Exercise aim: Extract verbatim the span of rows that opens with the line containing "For every instance of the blurred" and closes with the final row. Include both ends and reproduce nothing else.

##### Material to process

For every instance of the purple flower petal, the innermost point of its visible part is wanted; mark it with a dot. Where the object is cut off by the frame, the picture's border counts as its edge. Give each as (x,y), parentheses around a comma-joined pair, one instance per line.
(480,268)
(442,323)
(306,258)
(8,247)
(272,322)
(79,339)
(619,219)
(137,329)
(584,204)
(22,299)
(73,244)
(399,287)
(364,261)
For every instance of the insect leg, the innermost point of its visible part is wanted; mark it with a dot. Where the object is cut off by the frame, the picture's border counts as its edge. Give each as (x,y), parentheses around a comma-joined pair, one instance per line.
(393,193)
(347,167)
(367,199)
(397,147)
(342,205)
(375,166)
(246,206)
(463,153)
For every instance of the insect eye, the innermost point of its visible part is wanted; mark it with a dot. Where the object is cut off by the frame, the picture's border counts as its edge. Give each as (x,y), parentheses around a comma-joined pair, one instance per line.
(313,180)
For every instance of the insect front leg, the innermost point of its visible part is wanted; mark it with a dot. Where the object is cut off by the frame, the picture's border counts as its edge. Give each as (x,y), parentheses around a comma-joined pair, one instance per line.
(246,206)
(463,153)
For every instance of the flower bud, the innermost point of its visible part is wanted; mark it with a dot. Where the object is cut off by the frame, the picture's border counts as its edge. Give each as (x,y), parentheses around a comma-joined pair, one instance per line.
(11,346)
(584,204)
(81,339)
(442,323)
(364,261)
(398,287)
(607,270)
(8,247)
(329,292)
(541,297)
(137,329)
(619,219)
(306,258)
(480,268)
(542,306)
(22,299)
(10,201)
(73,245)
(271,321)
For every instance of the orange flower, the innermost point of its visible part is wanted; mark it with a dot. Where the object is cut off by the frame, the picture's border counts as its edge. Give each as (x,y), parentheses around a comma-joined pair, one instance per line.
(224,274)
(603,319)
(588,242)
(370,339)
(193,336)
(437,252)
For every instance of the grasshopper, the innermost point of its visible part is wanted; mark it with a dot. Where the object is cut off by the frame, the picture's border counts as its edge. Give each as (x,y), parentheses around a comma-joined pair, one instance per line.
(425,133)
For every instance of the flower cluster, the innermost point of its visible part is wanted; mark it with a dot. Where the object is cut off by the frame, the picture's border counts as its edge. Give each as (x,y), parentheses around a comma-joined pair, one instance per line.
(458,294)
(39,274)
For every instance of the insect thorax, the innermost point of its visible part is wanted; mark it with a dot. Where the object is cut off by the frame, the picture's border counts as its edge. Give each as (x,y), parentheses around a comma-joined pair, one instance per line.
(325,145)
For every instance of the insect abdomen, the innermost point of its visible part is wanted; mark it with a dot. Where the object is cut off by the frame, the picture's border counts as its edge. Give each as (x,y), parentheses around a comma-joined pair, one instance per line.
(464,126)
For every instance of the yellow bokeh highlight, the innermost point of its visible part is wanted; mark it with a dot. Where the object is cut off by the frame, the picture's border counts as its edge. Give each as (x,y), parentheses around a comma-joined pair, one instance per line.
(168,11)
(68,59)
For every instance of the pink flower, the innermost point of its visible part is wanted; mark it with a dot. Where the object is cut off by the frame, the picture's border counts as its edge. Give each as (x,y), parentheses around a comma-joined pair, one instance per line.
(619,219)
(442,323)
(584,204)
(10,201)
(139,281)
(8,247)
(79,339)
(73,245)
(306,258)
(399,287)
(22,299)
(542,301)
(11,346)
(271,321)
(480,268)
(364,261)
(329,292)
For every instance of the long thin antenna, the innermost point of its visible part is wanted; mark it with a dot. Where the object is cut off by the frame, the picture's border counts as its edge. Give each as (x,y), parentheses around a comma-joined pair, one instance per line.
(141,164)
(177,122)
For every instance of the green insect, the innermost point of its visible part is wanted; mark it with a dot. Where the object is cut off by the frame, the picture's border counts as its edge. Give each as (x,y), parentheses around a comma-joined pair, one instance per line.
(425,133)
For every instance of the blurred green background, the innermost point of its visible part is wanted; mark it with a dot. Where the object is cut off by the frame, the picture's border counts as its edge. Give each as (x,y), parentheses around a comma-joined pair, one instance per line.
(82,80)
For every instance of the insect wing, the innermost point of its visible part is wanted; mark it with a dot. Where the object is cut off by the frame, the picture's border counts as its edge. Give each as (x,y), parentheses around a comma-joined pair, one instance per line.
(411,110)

##########

Full answer:
For every instance of the blurred green background, the innermost point of its visible part is wanted; mark it with a dot. Where the object is cut off by the frame, the picture's border counts as its edge. Give each as (x,y), parentheses around a comma-joined pair, one instance per line.
(82,80)
For every instance of the insect wing, the innermost point of its visible part is wanted; mark it with a dot. Where the object is cut off by the frame, the picture's border counts as its edge. Give each as (x,y), parentheses around a comma-joined pair, one instance per line.
(411,110)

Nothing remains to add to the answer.